Problem to solve => Reproduce the records below verbatim, starting at the line that contains "point per instance: blue shorts" and continuing through the final line of the records, both ends included.

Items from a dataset
----
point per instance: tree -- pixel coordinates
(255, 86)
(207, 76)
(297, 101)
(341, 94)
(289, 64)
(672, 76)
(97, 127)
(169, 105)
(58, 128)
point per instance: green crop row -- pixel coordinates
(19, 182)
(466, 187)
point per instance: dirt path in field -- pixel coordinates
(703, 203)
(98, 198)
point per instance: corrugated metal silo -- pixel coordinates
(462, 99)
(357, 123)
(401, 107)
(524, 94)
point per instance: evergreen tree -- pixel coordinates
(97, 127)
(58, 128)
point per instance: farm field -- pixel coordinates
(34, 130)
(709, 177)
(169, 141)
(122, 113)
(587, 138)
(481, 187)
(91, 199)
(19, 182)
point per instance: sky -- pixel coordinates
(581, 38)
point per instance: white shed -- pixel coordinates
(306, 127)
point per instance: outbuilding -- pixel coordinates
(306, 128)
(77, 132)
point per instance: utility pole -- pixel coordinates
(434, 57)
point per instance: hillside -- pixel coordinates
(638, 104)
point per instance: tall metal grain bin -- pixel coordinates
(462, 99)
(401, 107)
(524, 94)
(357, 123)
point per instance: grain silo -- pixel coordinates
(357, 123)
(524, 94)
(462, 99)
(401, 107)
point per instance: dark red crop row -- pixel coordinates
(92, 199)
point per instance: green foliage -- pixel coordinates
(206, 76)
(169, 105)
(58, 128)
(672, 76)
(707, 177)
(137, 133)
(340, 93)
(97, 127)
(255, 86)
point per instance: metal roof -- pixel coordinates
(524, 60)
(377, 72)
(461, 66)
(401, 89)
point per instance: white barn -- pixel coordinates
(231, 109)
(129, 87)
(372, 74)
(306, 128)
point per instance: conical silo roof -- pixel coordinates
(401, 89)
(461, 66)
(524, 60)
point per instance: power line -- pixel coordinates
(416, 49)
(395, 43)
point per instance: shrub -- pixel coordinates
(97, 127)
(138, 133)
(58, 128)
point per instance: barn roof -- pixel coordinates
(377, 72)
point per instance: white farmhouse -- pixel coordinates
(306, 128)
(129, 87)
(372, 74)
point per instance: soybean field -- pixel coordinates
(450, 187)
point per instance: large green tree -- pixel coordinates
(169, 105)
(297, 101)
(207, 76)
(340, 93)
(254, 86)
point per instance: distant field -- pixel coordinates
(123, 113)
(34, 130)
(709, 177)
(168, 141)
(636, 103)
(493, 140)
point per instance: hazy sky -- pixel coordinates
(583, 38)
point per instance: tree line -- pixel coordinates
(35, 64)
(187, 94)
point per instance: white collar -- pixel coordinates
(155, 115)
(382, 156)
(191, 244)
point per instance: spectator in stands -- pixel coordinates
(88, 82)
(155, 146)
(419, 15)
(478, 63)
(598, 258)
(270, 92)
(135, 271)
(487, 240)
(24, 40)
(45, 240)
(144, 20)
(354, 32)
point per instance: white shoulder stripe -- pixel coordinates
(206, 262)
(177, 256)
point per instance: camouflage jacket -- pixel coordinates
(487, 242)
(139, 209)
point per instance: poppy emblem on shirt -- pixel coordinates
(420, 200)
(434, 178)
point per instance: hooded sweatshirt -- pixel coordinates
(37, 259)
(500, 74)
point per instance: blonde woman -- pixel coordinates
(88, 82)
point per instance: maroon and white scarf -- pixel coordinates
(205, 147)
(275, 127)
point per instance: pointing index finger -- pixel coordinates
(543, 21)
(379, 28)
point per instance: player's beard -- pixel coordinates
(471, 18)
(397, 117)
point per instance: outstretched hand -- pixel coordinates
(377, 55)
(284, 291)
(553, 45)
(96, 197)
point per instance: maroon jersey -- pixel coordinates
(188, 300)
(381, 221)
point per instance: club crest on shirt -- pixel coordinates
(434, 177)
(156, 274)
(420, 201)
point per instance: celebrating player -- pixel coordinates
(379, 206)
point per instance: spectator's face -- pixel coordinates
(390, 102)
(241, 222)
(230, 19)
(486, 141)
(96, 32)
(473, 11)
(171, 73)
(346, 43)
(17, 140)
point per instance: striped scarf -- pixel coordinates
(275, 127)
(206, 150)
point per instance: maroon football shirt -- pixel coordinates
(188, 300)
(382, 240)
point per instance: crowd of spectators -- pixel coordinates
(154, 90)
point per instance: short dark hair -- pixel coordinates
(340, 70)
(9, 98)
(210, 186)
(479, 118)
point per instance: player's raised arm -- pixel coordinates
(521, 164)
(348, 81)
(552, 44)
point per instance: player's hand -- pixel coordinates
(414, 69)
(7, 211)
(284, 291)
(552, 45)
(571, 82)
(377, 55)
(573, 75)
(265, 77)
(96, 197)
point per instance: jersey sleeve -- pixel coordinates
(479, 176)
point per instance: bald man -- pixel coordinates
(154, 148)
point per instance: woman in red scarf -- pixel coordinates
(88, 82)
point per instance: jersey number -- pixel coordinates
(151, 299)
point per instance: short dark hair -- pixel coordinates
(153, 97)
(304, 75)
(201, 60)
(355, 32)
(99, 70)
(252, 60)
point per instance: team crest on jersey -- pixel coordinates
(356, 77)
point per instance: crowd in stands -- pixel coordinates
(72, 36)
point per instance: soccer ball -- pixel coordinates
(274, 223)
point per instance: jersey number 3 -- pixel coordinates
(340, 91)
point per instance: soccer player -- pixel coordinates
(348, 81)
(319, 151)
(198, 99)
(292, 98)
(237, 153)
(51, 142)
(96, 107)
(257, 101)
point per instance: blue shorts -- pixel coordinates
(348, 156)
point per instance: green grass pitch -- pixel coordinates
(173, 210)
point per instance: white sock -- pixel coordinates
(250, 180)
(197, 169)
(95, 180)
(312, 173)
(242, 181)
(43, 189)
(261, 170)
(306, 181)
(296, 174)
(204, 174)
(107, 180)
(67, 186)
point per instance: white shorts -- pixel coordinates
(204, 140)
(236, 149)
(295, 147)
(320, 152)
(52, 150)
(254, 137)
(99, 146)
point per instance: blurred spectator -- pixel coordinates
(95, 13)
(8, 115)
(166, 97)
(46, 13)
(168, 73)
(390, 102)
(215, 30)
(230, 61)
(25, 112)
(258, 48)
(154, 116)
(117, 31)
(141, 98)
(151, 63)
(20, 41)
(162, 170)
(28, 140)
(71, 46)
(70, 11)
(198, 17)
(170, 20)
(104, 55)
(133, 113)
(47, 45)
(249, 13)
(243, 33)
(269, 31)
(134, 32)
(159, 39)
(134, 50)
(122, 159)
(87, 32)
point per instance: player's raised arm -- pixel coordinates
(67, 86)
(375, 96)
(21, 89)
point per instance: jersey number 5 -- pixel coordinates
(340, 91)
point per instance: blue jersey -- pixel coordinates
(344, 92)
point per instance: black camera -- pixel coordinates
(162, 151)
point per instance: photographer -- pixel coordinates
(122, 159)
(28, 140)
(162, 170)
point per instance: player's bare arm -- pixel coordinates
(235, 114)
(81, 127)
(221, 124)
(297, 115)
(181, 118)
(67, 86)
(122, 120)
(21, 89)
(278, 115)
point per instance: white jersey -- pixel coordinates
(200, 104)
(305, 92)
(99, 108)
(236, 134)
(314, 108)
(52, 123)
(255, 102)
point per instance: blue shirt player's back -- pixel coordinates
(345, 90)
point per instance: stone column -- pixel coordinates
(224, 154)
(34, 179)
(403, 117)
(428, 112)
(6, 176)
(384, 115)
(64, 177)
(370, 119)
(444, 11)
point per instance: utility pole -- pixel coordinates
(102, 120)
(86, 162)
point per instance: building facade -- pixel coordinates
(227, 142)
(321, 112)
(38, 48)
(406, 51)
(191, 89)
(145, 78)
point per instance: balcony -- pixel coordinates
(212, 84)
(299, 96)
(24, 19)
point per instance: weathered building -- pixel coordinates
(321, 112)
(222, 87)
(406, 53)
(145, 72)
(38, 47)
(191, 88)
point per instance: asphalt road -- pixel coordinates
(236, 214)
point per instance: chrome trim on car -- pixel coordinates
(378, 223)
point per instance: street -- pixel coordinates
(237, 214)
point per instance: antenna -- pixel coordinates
----
The output =>
point per instance: blue shorts -- pixel coordinates
(348, 156)
point per instance: green grass pitch -- pixel coordinates
(173, 210)
point per instance: white sock -- pixel coordinates
(250, 180)
(197, 169)
(95, 180)
(312, 173)
(242, 181)
(43, 189)
(261, 170)
(306, 181)
(296, 174)
(204, 174)
(107, 180)
(67, 186)
point per instance: white shorts -- pixel coordinates
(204, 140)
(236, 149)
(295, 147)
(320, 152)
(52, 150)
(254, 137)
(99, 146)
point per instance: blurred spectator -- pixel coordinates
(95, 13)
(8, 115)
(166, 97)
(46, 13)
(168, 73)
(390, 102)
(215, 30)
(230, 61)
(25, 112)
(258, 48)
(154, 116)
(117, 31)
(141, 98)
(151, 63)
(20, 41)
(162, 170)
(28, 140)
(71, 46)
(70, 11)
(198, 17)
(170, 20)
(104, 55)
(133, 113)
(47, 45)
(249, 13)
(243, 33)
(269, 31)
(134, 32)
(159, 39)
(134, 50)
(122, 159)
(87, 32)
point per instance: player's raised arm -- pixel coordinates
(67, 86)
(375, 96)
(21, 89)
point per instance: jersey number 5 -- pixel coordinates
(340, 91)
point per instance: blue jersey -- pixel coordinates
(344, 92)
point per instance: black camera -- pixel coordinates
(162, 151)
point per instance: photographer -- pixel coordinates
(122, 159)
(28, 140)
(162, 170)
point per instance: player's bare arm -- pixel coordinates
(235, 114)
(81, 127)
(221, 124)
(297, 115)
(181, 118)
(67, 86)
(122, 120)
(21, 89)
(278, 115)
point per instance: white jersey -- pixel coordinates
(200, 104)
(305, 92)
(99, 108)
(236, 134)
(314, 108)
(52, 123)
(255, 102)
point per instance: blue shirt player's back -- pixel coordinates
(345, 90)
point per instance: stone column -- pixel coordinates
(224, 154)
(34, 179)
(403, 117)
(428, 112)
(6, 176)
(384, 115)
(64, 177)
(370, 119)
(444, 11)
point per instance: utility pole -- pixel coordinates
(102, 120)
(86, 162)
point per instance: building facade -- pixel coordinates
(227, 142)
(321, 112)
(38, 48)
(406, 51)
(191, 89)
(145, 78)
point per instance: balcony -- pixel coordinates
(212, 84)
(299, 96)
(24, 19)
point per instance: weathered building -- pixel coordinates
(321, 112)
(222, 87)
(406, 53)
(145, 72)
(38, 47)
(191, 88)
point per instance: asphalt road -- pixel coordinates
(236, 214)
point per instance: chrome trim on car -- pixel coordinates
(378, 223)
point per instance: street -- pixel coordinates
(237, 214)
point per instance: antenna -- pixel coordinates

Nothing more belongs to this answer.